• [EXERCISE DIRECTIONS]:
Put every line of the data below into a JSON list of strings, one string per line, and skip the blank lines. Leave the pictures out of the list.

• [PROVIDED DATA]:
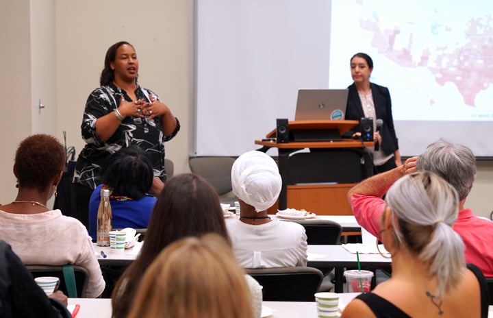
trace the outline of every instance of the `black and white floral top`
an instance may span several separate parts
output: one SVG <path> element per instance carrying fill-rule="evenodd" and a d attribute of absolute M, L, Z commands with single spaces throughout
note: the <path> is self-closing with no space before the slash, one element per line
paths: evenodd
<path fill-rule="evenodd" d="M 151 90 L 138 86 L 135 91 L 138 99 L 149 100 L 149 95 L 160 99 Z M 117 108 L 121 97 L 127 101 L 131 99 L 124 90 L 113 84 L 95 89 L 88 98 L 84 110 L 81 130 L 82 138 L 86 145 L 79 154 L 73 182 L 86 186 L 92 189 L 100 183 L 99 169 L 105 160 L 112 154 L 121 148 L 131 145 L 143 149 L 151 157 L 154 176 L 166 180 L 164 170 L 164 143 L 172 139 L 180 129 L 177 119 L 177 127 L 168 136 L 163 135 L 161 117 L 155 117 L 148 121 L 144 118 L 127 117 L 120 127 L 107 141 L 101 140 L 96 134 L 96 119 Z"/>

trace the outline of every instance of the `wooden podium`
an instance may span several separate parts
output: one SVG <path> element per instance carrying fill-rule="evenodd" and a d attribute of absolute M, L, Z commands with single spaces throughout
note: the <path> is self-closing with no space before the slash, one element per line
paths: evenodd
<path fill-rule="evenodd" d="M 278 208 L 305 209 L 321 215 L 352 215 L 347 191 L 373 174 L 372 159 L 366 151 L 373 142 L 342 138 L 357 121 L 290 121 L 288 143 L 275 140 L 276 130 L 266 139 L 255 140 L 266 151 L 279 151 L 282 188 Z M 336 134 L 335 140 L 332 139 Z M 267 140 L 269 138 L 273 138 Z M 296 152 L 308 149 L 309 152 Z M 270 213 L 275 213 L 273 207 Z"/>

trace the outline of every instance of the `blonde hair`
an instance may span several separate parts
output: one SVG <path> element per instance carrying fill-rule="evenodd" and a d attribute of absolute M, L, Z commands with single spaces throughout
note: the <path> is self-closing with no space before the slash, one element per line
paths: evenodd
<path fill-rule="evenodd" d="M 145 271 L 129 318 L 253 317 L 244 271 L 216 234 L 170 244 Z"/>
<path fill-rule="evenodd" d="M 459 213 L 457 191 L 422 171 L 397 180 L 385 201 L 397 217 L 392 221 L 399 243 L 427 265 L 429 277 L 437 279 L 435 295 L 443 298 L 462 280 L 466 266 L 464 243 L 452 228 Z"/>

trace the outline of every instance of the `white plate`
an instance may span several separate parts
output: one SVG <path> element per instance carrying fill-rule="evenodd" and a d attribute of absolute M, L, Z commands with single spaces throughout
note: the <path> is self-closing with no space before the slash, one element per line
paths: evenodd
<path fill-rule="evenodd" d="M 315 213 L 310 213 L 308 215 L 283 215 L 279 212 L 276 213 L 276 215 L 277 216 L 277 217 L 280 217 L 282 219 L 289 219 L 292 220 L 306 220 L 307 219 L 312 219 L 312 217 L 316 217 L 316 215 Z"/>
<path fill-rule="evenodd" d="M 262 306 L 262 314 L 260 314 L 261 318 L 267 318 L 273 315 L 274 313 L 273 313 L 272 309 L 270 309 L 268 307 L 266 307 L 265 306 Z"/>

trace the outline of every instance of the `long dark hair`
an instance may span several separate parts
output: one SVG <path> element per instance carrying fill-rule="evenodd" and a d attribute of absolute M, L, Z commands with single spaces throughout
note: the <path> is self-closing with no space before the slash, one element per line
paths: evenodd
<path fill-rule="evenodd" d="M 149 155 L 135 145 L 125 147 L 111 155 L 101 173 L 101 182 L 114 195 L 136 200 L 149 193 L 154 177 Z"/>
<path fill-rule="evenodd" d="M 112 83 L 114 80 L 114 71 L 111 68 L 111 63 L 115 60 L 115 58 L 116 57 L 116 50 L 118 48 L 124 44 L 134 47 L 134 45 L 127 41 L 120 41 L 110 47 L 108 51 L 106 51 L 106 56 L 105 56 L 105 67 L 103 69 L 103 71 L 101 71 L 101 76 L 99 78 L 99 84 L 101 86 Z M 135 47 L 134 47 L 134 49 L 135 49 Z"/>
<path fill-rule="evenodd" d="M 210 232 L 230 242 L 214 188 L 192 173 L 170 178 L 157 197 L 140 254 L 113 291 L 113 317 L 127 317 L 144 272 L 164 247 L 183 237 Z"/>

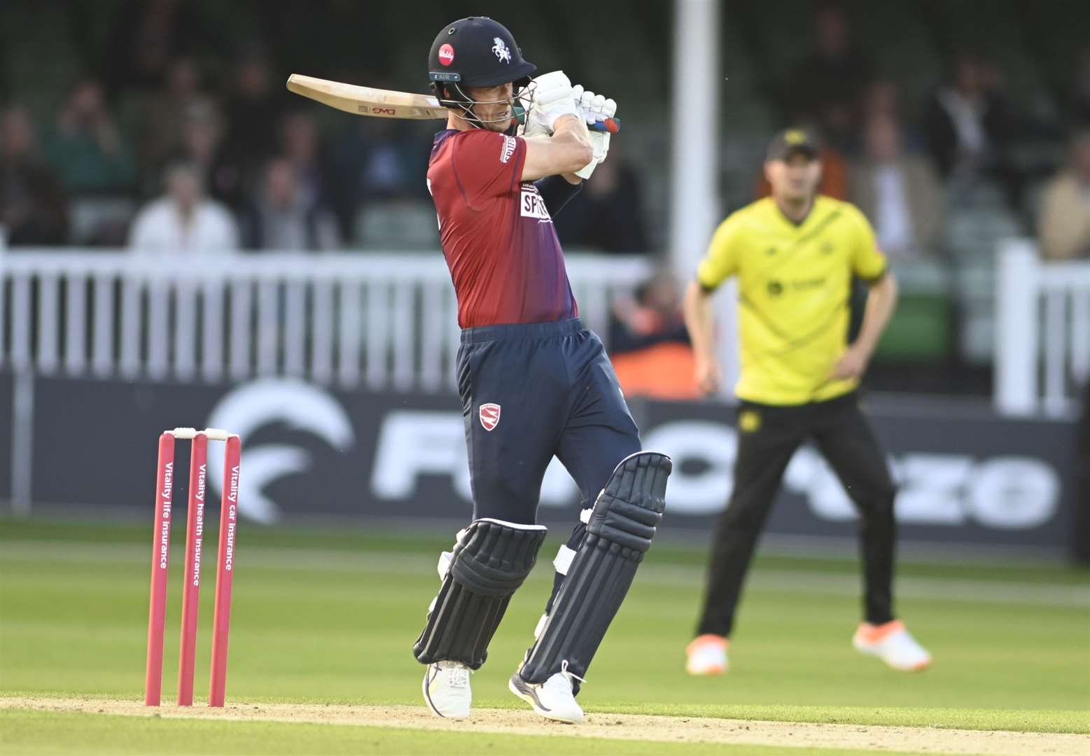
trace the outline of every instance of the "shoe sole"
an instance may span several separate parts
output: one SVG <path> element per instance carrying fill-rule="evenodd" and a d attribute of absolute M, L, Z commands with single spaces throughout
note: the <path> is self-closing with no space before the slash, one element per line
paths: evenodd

• [FULL ANSWER]:
[
  "trace the outline of every instance of the `black and white floral top`",
  "an instance may span several separate parts",
  "output: one SVG <path> element per instance carrying fill-rule=\"evenodd\" and a d attribute of absolute M, L, Z commands with single spaces throughout",
  "note: the <path> is self-closing with no space before the slash, one element per line",
  "paths: evenodd",
  "<path fill-rule=\"evenodd\" d=\"M 151 90 L 138 86 L 135 91 L 138 99 L 149 100 L 149 95 L 160 99 Z M 117 108 L 121 97 L 127 101 L 131 99 L 124 90 L 113 84 L 95 89 L 88 98 L 84 110 L 81 130 L 82 138 L 86 145 L 79 154 L 73 182 L 86 186 L 92 189 L 100 183 L 99 169 L 105 160 L 112 154 L 121 148 L 131 145 L 143 149 L 151 157 L 154 176 L 166 180 L 164 170 L 164 143 L 172 139 L 180 129 L 177 119 L 177 127 L 168 136 L 163 135 L 161 117 L 155 117 L 148 121 L 144 118 L 127 117 L 120 127 L 107 141 L 101 140 L 96 134 L 96 119 Z\"/>",
  "trace the outline of every instance of the `wooden podium`",
  "an instance may span several separate parts",
  "output: one SVG <path> element per instance carrying fill-rule=\"evenodd\" and a d attribute of absolute M, L, Z commands with single spaces throughout",
  "note: the <path> is self-closing with no space before the slash, one element per line",
  "paths: evenodd",
  "<path fill-rule=\"evenodd\" d=\"M 278 208 L 305 209 L 321 215 L 352 215 L 347 191 L 373 174 L 372 159 L 366 151 L 373 142 L 342 138 L 357 121 L 290 121 L 288 143 L 275 140 L 276 130 L 266 139 L 255 140 L 266 151 L 279 151 L 282 188 Z M 336 134 L 335 140 L 332 139 Z M 267 140 L 269 138 L 273 138 Z M 296 152 L 308 149 L 309 152 Z M 270 213 L 275 213 L 273 207 Z\"/>",
  "trace the outline of every instance of the `blonde hair`",
  "an instance may span several separate parts",
  "output: one SVG <path> element per instance carrying fill-rule=\"evenodd\" and a d attribute of absolute M, L, Z commands with single spaces throughout",
  "note: the <path> is self-closing with no space before the slash, one element per line",
  "paths: evenodd",
  "<path fill-rule=\"evenodd\" d=\"M 145 271 L 129 318 L 253 317 L 244 271 L 216 234 L 170 244 Z\"/>",
  "<path fill-rule=\"evenodd\" d=\"M 459 213 L 457 191 L 422 171 L 397 180 L 385 201 L 397 217 L 392 221 L 399 243 L 427 265 L 429 277 L 437 279 L 435 295 L 443 298 L 462 280 L 466 266 L 464 243 L 452 228 Z\"/>",
  "trace the outline of every instance of the `white plate`",
  "an instance may span several separate parts",
  "output: one SVG <path> element per instance carrying fill-rule=\"evenodd\" and a d attribute of absolute M, L, Z commands with single spaces throughout",
  "note: the <path> is self-closing with no space before the slash, one element per line",
  "paths: evenodd",
  "<path fill-rule=\"evenodd\" d=\"M 315 213 L 310 213 L 308 215 L 283 215 L 279 212 L 276 213 L 276 215 L 277 216 L 277 217 L 280 217 L 282 219 L 289 219 L 292 220 L 306 220 L 307 219 L 312 219 L 312 217 L 316 217 L 316 215 Z\"/>",
  "<path fill-rule=\"evenodd\" d=\"M 262 306 L 262 314 L 260 314 L 261 318 L 267 318 L 273 315 L 274 313 L 273 313 L 272 309 L 270 309 L 268 307 L 266 307 L 265 306 Z\"/>",
  "trace the outline of every instance of the `long dark hair`",
  "an instance may span several separate parts",
  "output: one SVG <path> element per instance carrying fill-rule=\"evenodd\" and a d attribute of absolute M, L, Z commands with single spaces throughout",
  "note: the <path> is self-closing with no space before the slash, one element per line",
  "paths: evenodd",
  "<path fill-rule=\"evenodd\" d=\"M 149 155 L 135 145 L 125 147 L 111 155 L 101 173 L 101 182 L 114 195 L 136 200 L 149 193 L 154 177 Z\"/>",
  "<path fill-rule=\"evenodd\" d=\"M 112 83 L 114 80 L 114 71 L 111 68 L 111 63 L 115 60 L 115 58 L 116 57 L 116 50 L 118 48 L 124 44 L 134 47 L 134 45 L 127 41 L 120 41 L 110 47 L 108 51 L 106 51 L 106 56 L 105 56 L 105 67 L 103 69 L 103 71 L 101 71 L 101 76 L 99 78 L 99 84 L 101 86 Z M 135 47 L 134 47 L 134 49 L 135 49 Z\"/>",
  "<path fill-rule=\"evenodd\" d=\"M 210 232 L 230 242 L 214 188 L 192 173 L 170 178 L 157 197 L 140 254 L 113 291 L 113 317 L 127 317 L 144 272 L 164 247 L 183 237 Z\"/>",
  "trace the outline of every instance of the \"shoe sole\"",
  "an instance may span several separate parts",
  "output: one SVG <path> element per instance carrying fill-rule=\"evenodd\" and a d attribute of absolute M, L, Z commands with single spaces throughout",
  "note: the <path> is self-closing with no space before the slash, one element per line",
  "paths: evenodd"
]